• Alıntı metin:
============================================================

Emsal Mahkeme Kararı Konya 2. Asliye Ticaret Mahkemesi 2020/443 E. 2021/707 K. 23.12.2021 T.

Görüntülediğiniz mahkeme kararı henüz kesinleşmemiştir. Yararlı olması amacıyla eklenmiştir.

YÜCE TÜRK MİLLETİ ADINA KARAR
T.C.
KONYA
. ASLİYE TİCARET MAHKEMESİ
ESAS NO:
KARAR NO:
HAKİM :
KATİP :

DAVACI :
VEKİLİ :
DAVALI :
VEKİLİ :
DAVA : Alacak (Ticari Satımdan Kaynaklanan)
DAVA TARİHİ :
KARAR TARİHİ :
GEREKÇE YAZIM TARİHİ:

Davacı taraf vekilinin davalı taraf aleyhine açtığı işbu dava mahkememizin …Esas sırasına kaydedilmekle, mahkememizce yapılan aleni/açık yargılama sonunda;
GEREĞİ DÜŞÜNÜLDÜ:
Davacı vekili dava dilekçesi ile özetle; Müvekkili kurum sermayesinin tamamının devlete ait İktisadi Devlet Teşekkülü olduğunu, müvekkili kurumun ihtiyaca binaen … -… -… ihale kayıt numaraları ihaleleri yaptığını, farklı tarihlerdeki bu ihalelere davalı tarafın en avantajlı teklifi sunması sebebiyle aralarında sözleşme imzaladıklarını, ihalelere ait belgelerin incelenmesi neticesinde sözleşmeye uygun şekilde işçilere fiili çılışılan gün üzerinden yol ve yemek ücretleri ödemelerinin yapıldığını fakat kurumlarınca davalıya yapılan ödemelerde fiili olarak çalışılmayan günler için fazla ödeme yapıldığının anlaşıldığını, davalı firmanın yapılan fazla ödemeleri iade etmediğini, müvekkili kurumun zarara uğramasına sebep olduğunu, fazla ödemelerin anlaşılması üzerine davalı firmaya fatura kesildiğini, davalı ile yazışmalar yapıldığını fakat olumlu netice alınamadığını tüm bu nedenlerle fazlaya ilişkin hakları saklı kalmak üzere fazladan yapılan KDV dahil 29.752,08 TL nin ödeme tarihinden itibaren değişen oranlarda avans faizi ve faizin KDV si ile birlikte davalıdan tahsiline, yagrılama giderleriyle vekalet ücretinin karşı tarafa yükletilmesine karar verilmesini talep etmiştir.

============================================================

• Verilen öğeler:
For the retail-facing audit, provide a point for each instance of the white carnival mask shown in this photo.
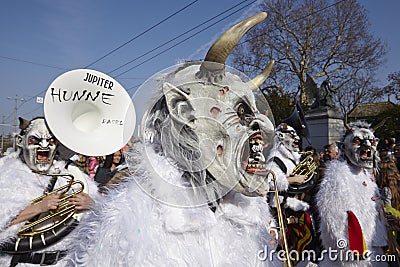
(360, 145)
(209, 118)
(38, 146)
(288, 136)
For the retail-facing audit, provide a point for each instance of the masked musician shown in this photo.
(23, 179)
(285, 157)
(350, 207)
(196, 196)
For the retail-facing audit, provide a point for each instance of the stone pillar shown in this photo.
(325, 125)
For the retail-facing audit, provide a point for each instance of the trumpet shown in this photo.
(59, 216)
(307, 167)
(281, 221)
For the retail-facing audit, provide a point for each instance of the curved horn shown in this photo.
(380, 124)
(346, 125)
(23, 123)
(221, 49)
(256, 82)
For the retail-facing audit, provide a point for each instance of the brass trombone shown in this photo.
(63, 212)
(281, 220)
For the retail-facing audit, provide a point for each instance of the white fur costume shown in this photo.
(290, 159)
(18, 186)
(131, 228)
(341, 190)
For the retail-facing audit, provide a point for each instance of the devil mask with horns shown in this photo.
(359, 145)
(37, 144)
(208, 121)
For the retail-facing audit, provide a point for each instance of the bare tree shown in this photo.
(394, 85)
(321, 38)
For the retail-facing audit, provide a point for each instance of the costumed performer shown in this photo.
(350, 208)
(24, 178)
(283, 160)
(196, 195)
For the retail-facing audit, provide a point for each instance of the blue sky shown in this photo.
(41, 39)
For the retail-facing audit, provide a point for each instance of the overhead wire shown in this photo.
(180, 35)
(142, 33)
(152, 50)
(184, 40)
(165, 50)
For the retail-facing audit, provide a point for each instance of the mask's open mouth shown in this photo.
(365, 153)
(253, 160)
(42, 155)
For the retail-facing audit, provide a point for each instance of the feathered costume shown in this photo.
(18, 187)
(133, 228)
(344, 192)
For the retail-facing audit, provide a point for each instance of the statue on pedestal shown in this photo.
(322, 96)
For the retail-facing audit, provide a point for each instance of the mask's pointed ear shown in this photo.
(23, 123)
(178, 104)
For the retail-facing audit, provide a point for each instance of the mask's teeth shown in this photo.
(256, 160)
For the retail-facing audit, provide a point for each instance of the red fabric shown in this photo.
(356, 238)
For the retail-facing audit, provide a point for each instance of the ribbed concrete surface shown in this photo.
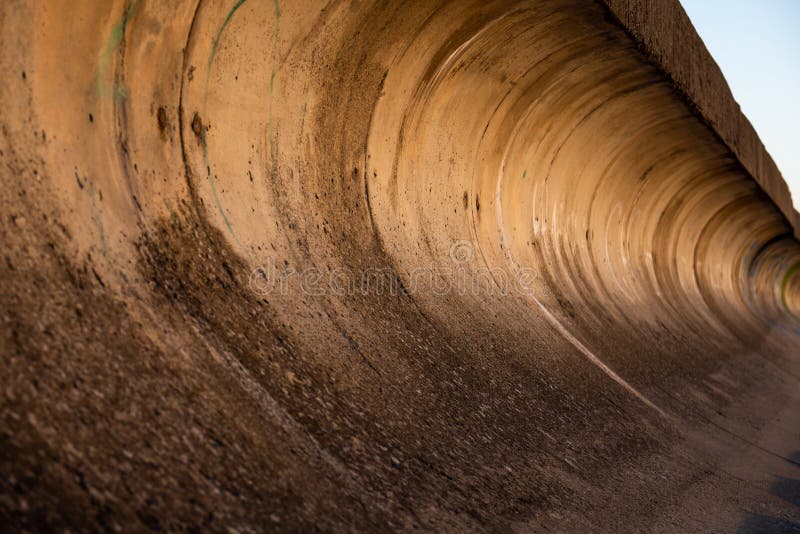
(355, 265)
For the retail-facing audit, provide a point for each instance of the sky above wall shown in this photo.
(757, 45)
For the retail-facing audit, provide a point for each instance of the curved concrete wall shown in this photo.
(420, 265)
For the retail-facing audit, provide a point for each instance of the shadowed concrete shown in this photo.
(423, 265)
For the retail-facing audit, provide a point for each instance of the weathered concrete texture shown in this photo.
(220, 222)
(667, 37)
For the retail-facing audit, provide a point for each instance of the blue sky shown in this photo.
(757, 45)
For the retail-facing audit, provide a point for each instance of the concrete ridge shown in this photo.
(666, 35)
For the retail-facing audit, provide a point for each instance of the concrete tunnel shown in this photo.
(473, 265)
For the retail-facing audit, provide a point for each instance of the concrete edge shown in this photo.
(663, 32)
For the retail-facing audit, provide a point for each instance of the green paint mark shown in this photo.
(270, 135)
(203, 142)
(114, 39)
(786, 279)
(215, 45)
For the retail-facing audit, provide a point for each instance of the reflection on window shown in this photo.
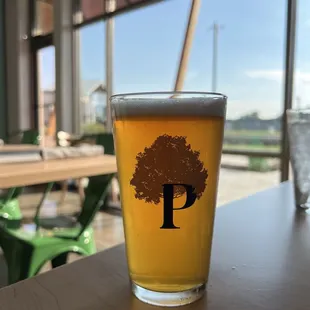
(46, 81)
(89, 9)
(93, 99)
(44, 14)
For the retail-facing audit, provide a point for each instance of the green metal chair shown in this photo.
(64, 221)
(10, 212)
(26, 252)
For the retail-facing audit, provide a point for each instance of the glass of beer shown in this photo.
(168, 147)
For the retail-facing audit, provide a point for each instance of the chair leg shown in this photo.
(64, 190)
(81, 191)
(59, 260)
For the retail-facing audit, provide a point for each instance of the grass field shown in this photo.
(249, 147)
(254, 133)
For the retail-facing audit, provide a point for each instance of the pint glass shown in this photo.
(168, 148)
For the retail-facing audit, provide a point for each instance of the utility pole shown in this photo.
(298, 102)
(215, 28)
(110, 7)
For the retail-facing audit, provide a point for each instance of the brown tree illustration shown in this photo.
(168, 160)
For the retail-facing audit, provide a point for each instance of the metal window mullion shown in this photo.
(289, 83)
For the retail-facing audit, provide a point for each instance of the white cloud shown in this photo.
(277, 75)
(301, 83)
(274, 75)
(265, 108)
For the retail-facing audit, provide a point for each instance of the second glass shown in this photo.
(168, 148)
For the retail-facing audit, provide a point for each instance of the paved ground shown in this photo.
(236, 184)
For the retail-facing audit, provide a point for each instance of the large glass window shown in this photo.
(44, 14)
(46, 94)
(92, 78)
(243, 54)
(86, 10)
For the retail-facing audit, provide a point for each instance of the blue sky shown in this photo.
(148, 43)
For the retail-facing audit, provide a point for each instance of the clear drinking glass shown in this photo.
(298, 122)
(168, 148)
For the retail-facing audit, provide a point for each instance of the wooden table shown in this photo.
(30, 173)
(19, 148)
(260, 261)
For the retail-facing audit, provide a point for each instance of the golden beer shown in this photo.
(168, 164)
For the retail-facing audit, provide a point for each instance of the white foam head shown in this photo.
(194, 104)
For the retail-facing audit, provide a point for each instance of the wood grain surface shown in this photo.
(19, 174)
(260, 261)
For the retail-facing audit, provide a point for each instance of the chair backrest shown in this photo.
(97, 188)
(30, 137)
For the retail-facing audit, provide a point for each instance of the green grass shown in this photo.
(249, 133)
(249, 147)
(93, 128)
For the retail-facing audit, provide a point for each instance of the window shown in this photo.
(92, 78)
(46, 82)
(86, 10)
(44, 14)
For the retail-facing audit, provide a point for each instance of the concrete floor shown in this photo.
(234, 184)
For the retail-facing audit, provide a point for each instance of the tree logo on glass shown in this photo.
(168, 169)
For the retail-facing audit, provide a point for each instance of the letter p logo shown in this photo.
(168, 194)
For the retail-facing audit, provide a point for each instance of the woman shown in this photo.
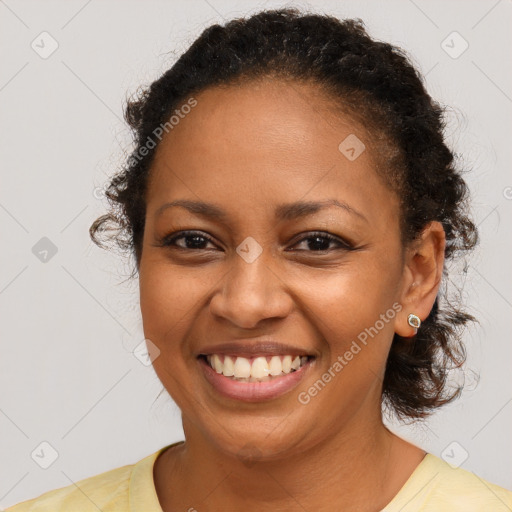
(290, 204)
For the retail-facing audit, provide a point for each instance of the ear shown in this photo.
(423, 270)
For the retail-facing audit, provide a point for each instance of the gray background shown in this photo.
(70, 324)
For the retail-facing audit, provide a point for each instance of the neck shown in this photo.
(356, 469)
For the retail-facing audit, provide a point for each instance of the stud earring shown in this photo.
(414, 321)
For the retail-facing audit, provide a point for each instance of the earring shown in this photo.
(414, 321)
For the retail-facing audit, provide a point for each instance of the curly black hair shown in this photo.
(378, 85)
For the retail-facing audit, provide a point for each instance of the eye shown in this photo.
(192, 240)
(320, 242)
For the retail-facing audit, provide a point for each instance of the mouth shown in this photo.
(255, 369)
(256, 378)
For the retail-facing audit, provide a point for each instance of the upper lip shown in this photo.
(247, 348)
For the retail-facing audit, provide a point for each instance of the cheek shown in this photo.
(169, 297)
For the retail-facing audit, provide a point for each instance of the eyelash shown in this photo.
(169, 240)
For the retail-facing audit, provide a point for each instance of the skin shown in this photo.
(247, 149)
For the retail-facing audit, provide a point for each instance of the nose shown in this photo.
(251, 293)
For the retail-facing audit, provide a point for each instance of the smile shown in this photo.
(256, 378)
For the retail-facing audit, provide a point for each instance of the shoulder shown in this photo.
(436, 486)
(111, 491)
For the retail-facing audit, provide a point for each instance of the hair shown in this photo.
(379, 86)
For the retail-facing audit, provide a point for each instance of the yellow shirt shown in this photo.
(434, 486)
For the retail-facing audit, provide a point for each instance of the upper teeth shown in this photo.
(259, 367)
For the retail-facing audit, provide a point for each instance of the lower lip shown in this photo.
(253, 391)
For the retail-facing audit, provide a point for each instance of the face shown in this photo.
(258, 275)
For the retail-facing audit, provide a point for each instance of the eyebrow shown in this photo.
(289, 211)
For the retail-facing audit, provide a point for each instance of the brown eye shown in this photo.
(193, 240)
(320, 242)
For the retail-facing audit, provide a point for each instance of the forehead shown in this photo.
(263, 143)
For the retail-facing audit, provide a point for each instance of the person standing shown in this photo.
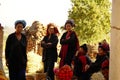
(15, 52)
(69, 44)
(49, 44)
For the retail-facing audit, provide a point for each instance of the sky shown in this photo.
(44, 11)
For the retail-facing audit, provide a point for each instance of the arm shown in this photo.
(7, 49)
(69, 40)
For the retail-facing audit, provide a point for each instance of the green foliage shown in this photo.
(92, 19)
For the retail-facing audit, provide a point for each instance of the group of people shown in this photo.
(70, 53)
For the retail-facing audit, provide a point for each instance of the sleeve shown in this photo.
(43, 43)
(25, 48)
(67, 41)
(7, 48)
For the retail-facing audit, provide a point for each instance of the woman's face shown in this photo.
(51, 29)
(68, 27)
(19, 28)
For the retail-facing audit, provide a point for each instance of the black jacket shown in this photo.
(15, 52)
(72, 45)
(49, 51)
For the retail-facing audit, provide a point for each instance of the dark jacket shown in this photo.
(72, 45)
(50, 51)
(15, 52)
(97, 65)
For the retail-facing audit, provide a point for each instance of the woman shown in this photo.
(49, 44)
(69, 44)
(97, 65)
(15, 52)
(80, 61)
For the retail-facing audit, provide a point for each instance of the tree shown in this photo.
(92, 19)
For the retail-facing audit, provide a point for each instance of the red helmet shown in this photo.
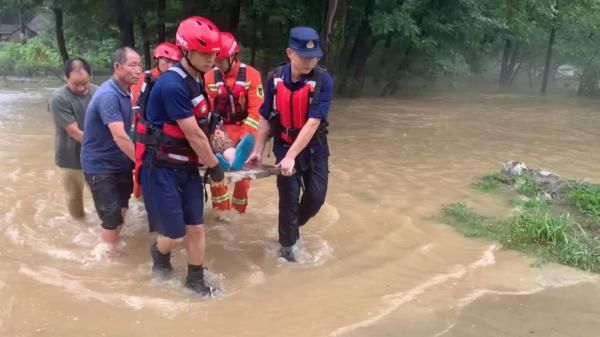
(168, 51)
(198, 34)
(229, 46)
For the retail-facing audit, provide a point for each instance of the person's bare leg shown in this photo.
(195, 244)
(229, 155)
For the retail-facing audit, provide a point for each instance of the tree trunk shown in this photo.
(60, 34)
(531, 74)
(161, 29)
(234, 16)
(515, 73)
(23, 26)
(506, 56)
(333, 21)
(145, 43)
(548, 59)
(253, 41)
(125, 24)
(357, 60)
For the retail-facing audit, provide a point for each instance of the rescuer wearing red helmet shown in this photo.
(236, 93)
(165, 55)
(178, 120)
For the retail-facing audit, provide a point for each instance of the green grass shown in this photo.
(585, 197)
(489, 183)
(536, 203)
(535, 231)
(527, 185)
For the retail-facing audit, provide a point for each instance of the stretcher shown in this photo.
(252, 172)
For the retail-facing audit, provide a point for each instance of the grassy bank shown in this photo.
(565, 230)
(38, 57)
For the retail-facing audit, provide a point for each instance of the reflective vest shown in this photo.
(231, 104)
(291, 107)
(171, 147)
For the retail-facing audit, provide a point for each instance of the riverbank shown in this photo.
(550, 218)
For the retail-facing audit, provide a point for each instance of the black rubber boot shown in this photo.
(161, 263)
(195, 282)
(288, 253)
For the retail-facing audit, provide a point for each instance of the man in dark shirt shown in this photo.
(108, 153)
(67, 106)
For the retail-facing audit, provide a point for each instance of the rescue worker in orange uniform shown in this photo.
(165, 55)
(236, 93)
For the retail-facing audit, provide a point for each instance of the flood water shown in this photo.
(374, 262)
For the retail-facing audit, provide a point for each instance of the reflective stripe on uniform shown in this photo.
(236, 201)
(251, 122)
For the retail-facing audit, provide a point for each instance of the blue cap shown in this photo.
(305, 42)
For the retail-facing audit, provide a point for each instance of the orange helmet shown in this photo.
(229, 46)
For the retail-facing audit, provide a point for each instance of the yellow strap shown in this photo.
(221, 198)
(251, 122)
(239, 201)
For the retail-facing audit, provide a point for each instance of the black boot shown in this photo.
(288, 253)
(195, 282)
(161, 263)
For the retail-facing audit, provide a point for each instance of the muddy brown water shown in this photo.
(373, 262)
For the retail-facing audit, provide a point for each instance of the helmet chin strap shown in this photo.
(231, 62)
(190, 63)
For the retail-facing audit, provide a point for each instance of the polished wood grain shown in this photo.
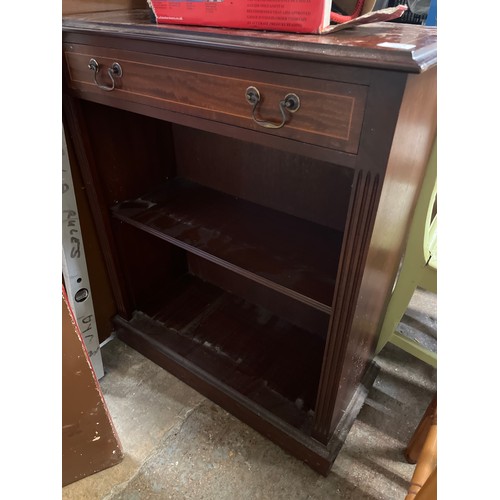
(330, 113)
(285, 253)
(361, 46)
(356, 175)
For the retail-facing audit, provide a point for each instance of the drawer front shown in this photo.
(330, 114)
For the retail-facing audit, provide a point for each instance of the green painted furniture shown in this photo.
(418, 267)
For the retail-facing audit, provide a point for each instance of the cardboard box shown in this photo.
(297, 16)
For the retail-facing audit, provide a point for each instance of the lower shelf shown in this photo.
(270, 362)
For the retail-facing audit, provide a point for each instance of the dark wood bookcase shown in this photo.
(252, 260)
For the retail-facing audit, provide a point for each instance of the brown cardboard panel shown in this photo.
(89, 440)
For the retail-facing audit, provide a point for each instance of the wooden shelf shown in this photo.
(290, 255)
(242, 346)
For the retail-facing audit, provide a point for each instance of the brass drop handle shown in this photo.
(290, 104)
(114, 72)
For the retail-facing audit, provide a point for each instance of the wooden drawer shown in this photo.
(330, 113)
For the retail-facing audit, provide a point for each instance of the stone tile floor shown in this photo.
(179, 445)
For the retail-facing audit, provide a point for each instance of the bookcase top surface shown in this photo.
(387, 45)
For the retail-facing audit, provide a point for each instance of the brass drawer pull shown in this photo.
(290, 103)
(114, 71)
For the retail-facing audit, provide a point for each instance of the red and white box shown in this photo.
(296, 16)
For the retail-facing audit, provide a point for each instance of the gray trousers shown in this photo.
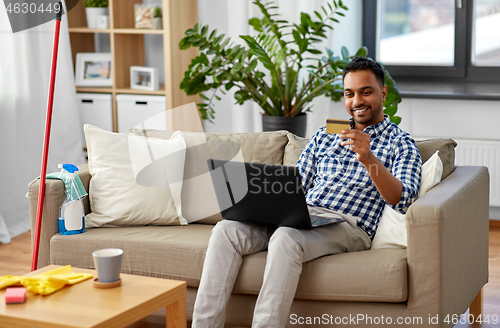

============================================================

• Alıştırma yönergesi:
Yukarıdaki mahkeme kararına göre aşağıdaki ifadelerin metinle örtüşüp örtüşmediğini belirtin. Her biri için evet ya da hayır yazın ve hükmü belirleyen sözleri metinden aynen aktarın.
1. Davacı kurumun sermayesinin tamamı devlete aittir.
2. Görüntülenen karar kesinleşmiştir.
3. Davacı, fazladan ödenen tutarın KDV hariç olarak tahsilini istemiştir.

• Yazılı yanıt:
1. Evet: "Müvekkili kurum sermayesinin tamamının devlete ait İktisadi Devlet Teşekkülü olduğunu"
2. Hayır: "Görüntülediğiniz mahkeme kararı henüz kesinleşmemiştir."
3. Hayır: "fazladan yapılan KDV dahil 29.752,08 TL nin"